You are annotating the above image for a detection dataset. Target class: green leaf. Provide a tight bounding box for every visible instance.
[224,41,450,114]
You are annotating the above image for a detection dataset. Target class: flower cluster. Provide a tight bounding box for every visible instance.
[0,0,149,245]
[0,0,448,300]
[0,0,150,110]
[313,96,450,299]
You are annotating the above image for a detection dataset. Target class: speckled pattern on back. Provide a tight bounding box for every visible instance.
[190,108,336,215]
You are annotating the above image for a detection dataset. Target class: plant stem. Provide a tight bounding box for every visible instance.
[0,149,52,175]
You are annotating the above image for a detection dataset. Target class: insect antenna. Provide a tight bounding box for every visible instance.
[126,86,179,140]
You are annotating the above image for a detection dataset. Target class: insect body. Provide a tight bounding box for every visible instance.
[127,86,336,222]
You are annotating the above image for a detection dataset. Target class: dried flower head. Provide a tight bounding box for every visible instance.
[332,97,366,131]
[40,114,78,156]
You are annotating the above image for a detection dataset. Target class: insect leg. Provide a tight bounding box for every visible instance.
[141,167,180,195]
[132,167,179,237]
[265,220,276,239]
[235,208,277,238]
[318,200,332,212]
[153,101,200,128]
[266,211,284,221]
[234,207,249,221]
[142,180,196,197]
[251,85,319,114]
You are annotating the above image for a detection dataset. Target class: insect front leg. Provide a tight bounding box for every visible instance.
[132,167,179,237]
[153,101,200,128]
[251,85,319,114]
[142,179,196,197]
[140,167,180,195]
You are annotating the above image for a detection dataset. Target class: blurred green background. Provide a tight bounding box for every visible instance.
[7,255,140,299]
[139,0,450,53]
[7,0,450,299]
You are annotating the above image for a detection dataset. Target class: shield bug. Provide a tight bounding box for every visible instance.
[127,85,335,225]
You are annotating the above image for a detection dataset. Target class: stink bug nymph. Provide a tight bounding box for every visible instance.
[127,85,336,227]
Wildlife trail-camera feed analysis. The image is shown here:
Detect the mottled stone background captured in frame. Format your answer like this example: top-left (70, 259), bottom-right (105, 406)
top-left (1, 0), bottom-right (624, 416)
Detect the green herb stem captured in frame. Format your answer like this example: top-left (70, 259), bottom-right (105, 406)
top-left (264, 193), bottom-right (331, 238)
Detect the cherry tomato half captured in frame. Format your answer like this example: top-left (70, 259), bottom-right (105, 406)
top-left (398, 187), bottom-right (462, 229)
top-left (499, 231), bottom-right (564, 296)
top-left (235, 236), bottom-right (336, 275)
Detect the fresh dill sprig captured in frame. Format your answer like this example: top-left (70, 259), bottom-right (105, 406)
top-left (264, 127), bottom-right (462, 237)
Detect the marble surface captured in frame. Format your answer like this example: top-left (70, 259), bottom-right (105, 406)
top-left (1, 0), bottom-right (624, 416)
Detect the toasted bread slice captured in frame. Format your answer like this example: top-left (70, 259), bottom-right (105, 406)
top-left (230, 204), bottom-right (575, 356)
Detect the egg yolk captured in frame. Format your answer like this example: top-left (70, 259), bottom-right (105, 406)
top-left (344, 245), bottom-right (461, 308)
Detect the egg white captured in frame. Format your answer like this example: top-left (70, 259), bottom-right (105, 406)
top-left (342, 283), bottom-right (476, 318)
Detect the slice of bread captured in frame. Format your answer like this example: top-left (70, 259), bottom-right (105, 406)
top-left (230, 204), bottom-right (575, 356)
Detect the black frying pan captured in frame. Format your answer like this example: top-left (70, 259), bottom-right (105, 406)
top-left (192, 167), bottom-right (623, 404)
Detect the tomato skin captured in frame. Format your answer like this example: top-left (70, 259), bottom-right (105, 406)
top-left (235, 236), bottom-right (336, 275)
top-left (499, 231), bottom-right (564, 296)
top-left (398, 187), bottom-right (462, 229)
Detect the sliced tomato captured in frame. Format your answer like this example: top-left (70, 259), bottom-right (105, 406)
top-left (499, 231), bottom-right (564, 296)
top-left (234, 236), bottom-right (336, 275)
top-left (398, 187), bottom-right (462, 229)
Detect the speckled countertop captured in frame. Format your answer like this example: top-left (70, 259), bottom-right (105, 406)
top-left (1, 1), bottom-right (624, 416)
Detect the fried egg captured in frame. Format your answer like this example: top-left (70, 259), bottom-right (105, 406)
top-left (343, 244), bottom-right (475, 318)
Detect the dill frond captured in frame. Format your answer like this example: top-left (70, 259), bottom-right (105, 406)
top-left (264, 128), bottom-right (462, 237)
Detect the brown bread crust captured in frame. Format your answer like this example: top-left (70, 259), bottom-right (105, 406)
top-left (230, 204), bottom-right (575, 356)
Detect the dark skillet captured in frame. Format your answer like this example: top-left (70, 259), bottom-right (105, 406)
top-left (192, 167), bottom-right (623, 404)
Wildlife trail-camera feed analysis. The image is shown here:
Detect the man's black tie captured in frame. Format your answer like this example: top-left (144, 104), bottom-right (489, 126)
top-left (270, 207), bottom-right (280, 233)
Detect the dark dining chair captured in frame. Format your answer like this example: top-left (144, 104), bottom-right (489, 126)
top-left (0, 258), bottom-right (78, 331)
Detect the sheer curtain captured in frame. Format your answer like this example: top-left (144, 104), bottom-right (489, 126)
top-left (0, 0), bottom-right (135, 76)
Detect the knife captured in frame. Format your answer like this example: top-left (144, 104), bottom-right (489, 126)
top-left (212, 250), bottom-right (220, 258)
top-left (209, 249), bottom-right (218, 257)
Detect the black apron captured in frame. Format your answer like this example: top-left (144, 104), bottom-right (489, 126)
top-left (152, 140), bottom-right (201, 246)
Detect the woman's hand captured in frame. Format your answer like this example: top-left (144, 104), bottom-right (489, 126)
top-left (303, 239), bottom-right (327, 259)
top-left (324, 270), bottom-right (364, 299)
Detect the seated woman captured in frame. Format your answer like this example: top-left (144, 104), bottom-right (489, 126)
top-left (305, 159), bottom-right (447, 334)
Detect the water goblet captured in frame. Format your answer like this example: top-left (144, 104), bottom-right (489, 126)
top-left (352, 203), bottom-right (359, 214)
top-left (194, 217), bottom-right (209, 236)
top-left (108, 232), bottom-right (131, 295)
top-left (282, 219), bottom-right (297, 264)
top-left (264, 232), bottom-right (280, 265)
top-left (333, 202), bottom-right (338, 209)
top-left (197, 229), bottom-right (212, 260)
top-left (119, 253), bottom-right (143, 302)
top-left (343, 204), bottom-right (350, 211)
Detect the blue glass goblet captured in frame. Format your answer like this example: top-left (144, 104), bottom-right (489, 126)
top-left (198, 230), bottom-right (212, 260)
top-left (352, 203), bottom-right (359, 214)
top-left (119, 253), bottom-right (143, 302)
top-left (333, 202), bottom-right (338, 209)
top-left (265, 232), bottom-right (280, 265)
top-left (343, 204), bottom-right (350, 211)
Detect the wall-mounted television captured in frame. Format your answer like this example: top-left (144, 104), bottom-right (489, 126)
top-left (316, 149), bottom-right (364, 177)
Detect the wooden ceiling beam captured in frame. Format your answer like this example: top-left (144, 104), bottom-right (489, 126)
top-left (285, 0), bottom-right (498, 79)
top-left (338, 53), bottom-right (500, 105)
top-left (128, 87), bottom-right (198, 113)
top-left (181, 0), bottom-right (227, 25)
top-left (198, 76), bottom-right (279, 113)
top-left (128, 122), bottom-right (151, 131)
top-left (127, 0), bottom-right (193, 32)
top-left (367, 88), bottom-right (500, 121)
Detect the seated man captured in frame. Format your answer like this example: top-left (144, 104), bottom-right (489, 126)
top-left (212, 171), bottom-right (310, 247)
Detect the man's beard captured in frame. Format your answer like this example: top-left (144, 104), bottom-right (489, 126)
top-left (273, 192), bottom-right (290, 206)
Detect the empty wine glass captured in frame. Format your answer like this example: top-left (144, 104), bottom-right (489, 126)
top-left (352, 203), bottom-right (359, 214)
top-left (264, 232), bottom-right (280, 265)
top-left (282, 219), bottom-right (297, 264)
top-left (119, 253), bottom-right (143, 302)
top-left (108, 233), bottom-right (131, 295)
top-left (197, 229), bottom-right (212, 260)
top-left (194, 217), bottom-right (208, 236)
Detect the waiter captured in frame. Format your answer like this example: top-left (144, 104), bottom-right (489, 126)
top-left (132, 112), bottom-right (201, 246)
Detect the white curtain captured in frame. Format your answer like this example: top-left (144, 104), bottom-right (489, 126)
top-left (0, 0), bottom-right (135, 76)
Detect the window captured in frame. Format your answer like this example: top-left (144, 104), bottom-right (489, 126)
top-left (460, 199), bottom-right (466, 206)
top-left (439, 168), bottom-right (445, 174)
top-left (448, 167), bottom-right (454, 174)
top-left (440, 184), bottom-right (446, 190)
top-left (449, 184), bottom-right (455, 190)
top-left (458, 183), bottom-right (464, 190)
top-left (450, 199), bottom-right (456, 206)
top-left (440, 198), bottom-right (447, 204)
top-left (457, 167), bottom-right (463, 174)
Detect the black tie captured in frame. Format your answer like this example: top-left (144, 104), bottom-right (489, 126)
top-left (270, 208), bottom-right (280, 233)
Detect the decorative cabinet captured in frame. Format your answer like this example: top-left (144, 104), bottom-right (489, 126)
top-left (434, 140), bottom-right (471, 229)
▬▬▬▬▬▬▬▬▬▬
▶ [TO DO] Leaving out every line before the one with "Detect the window", print the rest of the listing above exactly, through its final line.

▶ [OUTPUT]
Detect the window captured in frame. Format your answer like this example: top-left (144, 104), bottom-right (489, 126)
top-left (460, 199), bottom-right (466, 206)
top-left (439, 168), bottom-right (445, 174)
top-left (448, 167), bottom-right (454, 174)
top-left (440, 184), bottom-right (446, 190)
top-left (449, 184), bottom-right (455, 190)
top-left (458, 183), bottom-right (464, 190)
top-left (450, 199), bottom-right (456, 206)
top-left (440, 198), bottom-right (447, 204)
top-left (457, 167), bottom-right (463, 174)
Detect the black tie captured in frame. Format your answer like this example: top-left (144, 104), bottom-right (489, 126)
top-left (270, 208), bottom-right (280, 233)
Detect the decorative cabinet captured in frame. Format your answer like this example: top-left (144, 104), bottom-right (489, 126)
top-left (434, 140), bottom-right (471, 229)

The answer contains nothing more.